◆ Tarefas ◆
1. No trecho sobre o Instagram e os relacionamentos, liste todas as passagens escritas entre aspas, na ordem em que aparecem.
2. Dê seguimento ao trecho sobre o Instagram e os relacionamentos a partir da última frase apresentada.
====== Trecho
Desde que as redes sociais entraram em cena, tudo parece pior ainda. Tudo é perfeito em lugares como o Instagram, o aplicativo que deixa “tudo bonito” com seus filtros, e normalmente é usado para exibir situações de extrema satisfação. “O Instagram me causa depressão”, diz Jana Rosa. “Não consigo não entrar. Sempre acho que a vida alheia é perfeita e a minha, um lixo, por mais que eu saiba que nenhuma vida é sempre ótima.” Mas o que mais a chateia são revistas que dizem que você só pode transar no quinto encontro, se quiser um namorado. “O pior é que tenho amigas que acreditam. Eu acreditava quando era mais nova, mas com o tempo a gente começa a se ligar.” Tai Castilho concorda: estamos começando a cair na real nessa questão. “As mulheres são cada vez mais livres e acreditam menos que precisam seguir regras para ser felizes em um relacionamento. Esse tipo de coisa começa a ficar para trás.” Ufa.
============
====== Dados armazenados
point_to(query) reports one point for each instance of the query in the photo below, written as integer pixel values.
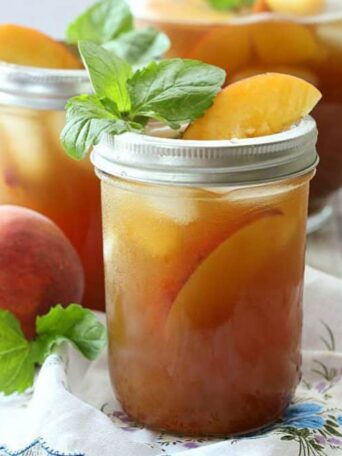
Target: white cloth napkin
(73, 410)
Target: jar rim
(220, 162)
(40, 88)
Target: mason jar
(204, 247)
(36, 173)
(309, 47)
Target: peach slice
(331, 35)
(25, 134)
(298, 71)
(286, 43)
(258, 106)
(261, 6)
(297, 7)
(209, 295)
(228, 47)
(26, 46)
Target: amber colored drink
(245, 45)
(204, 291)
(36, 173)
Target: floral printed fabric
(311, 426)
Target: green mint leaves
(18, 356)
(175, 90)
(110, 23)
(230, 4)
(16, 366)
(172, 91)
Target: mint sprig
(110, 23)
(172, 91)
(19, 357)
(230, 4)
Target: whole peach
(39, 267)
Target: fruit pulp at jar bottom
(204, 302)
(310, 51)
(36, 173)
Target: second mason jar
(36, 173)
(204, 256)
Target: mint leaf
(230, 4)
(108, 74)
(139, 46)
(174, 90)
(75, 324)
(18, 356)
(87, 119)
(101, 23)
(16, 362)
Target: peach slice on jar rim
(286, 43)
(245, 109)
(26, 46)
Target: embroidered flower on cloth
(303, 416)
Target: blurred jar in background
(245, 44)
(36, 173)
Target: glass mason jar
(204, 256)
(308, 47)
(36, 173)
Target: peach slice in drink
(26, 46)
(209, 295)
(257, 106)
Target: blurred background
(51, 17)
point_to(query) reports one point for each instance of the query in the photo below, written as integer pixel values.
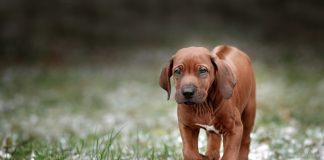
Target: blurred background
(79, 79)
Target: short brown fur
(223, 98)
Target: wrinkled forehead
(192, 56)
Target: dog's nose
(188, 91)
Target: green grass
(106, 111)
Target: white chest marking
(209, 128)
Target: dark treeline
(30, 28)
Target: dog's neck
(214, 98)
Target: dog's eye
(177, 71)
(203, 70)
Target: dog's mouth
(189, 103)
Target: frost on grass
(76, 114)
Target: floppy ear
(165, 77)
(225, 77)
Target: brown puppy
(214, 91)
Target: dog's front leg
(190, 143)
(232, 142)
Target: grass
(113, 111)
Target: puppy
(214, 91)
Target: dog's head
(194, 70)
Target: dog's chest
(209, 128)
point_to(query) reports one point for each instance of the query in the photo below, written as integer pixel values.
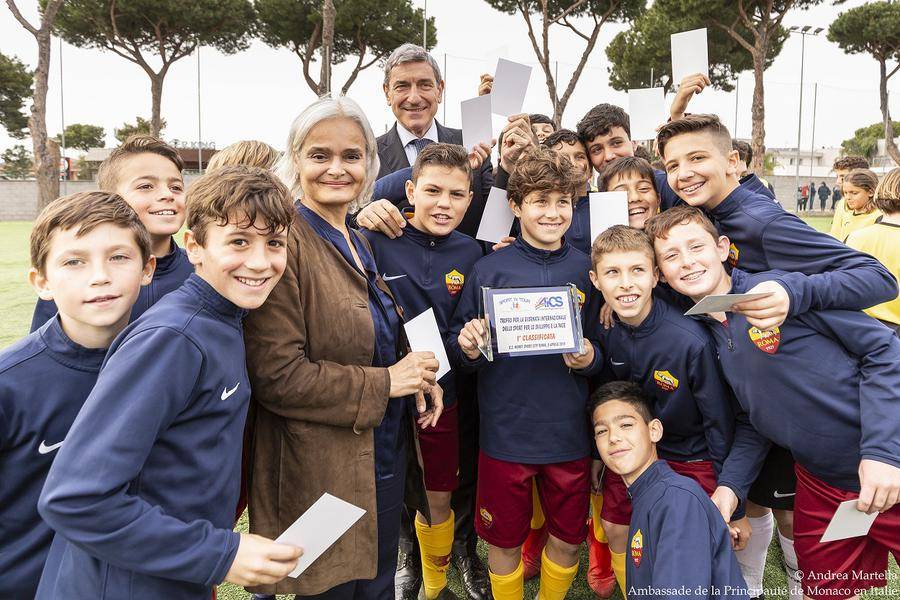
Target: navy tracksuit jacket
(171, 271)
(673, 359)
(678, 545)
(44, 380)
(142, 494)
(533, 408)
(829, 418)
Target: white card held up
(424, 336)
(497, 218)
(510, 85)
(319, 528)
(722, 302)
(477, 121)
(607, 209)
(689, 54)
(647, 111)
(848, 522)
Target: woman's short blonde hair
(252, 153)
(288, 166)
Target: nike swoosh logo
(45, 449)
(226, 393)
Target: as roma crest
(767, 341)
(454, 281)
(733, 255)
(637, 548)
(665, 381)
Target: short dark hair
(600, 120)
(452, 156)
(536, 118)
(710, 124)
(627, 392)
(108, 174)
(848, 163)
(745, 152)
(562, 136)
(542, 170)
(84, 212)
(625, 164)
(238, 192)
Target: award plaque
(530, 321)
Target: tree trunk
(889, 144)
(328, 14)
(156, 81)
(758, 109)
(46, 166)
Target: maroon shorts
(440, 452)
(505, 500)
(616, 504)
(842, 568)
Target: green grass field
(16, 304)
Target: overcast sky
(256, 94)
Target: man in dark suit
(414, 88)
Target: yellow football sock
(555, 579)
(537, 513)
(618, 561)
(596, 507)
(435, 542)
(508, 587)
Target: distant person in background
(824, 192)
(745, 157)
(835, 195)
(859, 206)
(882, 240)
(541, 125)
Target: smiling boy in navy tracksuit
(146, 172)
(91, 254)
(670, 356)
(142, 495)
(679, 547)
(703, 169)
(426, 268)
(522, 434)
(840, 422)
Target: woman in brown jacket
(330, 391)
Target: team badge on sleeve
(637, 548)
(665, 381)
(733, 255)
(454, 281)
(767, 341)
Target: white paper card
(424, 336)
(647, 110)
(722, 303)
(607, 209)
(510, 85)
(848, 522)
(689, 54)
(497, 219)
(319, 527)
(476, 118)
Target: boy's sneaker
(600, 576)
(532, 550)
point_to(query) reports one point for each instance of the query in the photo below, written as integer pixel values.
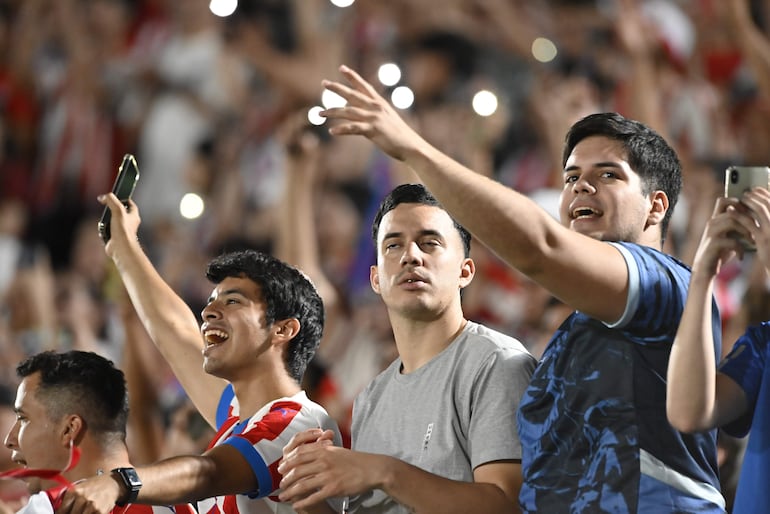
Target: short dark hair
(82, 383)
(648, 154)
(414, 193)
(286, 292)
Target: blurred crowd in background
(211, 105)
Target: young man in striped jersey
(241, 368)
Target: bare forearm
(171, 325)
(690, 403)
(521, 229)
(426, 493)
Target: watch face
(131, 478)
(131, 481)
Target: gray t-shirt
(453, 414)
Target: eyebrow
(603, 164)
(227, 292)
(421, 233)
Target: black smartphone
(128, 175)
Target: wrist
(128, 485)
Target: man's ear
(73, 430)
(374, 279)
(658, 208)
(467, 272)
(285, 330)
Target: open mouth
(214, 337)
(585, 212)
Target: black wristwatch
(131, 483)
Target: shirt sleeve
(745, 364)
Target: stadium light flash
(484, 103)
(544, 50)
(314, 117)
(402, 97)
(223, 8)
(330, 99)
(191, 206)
============
====== Dados armazenados
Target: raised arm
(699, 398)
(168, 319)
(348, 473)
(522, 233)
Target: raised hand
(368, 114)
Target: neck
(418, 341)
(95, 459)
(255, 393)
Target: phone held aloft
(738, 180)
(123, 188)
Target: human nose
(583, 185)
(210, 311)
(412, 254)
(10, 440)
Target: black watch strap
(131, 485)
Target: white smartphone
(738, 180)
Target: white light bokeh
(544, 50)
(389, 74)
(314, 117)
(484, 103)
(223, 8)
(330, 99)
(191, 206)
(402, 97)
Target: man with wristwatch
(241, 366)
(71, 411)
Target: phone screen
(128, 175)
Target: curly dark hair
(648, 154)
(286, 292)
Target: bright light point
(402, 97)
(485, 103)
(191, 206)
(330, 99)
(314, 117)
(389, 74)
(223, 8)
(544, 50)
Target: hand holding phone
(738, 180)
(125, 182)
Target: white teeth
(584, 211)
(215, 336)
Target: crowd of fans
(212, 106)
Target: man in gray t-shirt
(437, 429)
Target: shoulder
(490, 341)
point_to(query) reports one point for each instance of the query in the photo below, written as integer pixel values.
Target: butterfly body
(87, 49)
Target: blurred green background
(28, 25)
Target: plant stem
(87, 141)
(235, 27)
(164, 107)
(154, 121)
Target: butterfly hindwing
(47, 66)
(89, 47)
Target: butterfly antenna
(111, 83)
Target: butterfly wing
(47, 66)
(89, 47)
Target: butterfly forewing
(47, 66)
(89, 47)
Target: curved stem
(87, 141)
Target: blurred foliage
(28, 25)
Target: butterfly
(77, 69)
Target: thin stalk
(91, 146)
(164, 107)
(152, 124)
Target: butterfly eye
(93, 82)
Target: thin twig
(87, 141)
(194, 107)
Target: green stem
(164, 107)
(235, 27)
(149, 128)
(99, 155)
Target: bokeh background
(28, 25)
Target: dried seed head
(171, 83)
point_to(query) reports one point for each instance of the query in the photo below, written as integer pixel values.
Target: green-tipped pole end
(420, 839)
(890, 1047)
============
◆ Suas respostas ◆
1.
1. “tudo bonito”
2. “O Instagram me causa depressão”
3. “Não consigo não entrar. Sempre acho que a vida alheia é perfeita e a minha, um lixo, por mais que eu saiba que nenhuma vida é sempre ótima.”
4. “O pior é que tenho amigas que acreditam. Eu acreditava quando era mais nova, mas com o tempo a gente começa a se ligar.”
5. “As mulheres são cada vez mais livres e acreditam menos que precisam seguir regras para ser felizes em um relacionamento. Esse tipo de coisa começa a ficar para trás.”

2.
Comparação de vidas
Ficar deprimida porque todo mundo parece mais feliz e perfeito (o que é mentira) tem explicação científica. “Pensamos o tempo todo nas expectativas que temos da gente mesma, em comparação ao outro. Então, se acreditamos que pessoas têm uma vida mais incrível, agitada e útil que a nossa, passamos a funcionar com base nessas expectativas”, explica Suzana. Para não cair nas promessas, a neurocientista sugere um ato simples, de efeito imediato e, muitas vezes, libertador: “Para desmistificar essas mentiras, o melhor é o choque de realidade. É sair às ruas e ver quem são as mulheres de verdade, quem são as pessoas reais. É ir à praia e perceber que muitas têm celulite, e que não têm o corpo perfeito”.
Algumas das atuais modelos de “perfeição” são as blogueiras de moda, aquelas meninas que se mostram lindas e felizes o tempo todo na internet. A empresária de marketing Cecília Ribeiro, 32, é vítima desse mercado. “Caio no que dizem. Mesmo sabendo que muitas vezes são pagas para usar os produtos e roupas que estão nos blogs, acabo pensando: ‘Se dá certo com elas, pode funcionar comigo’. Aí, compro.” Se vier com promessas milagrosas, então, aí que compra mesmo. “Sabe esses anúncios que aparecem no Facebook dizendo ‘Claudia Leitte perdeu 12 quilos. Entre aqui e veja o que ela fez’? Eu clico e compro! Depois vejo que fui tola, que o produto não funciona.”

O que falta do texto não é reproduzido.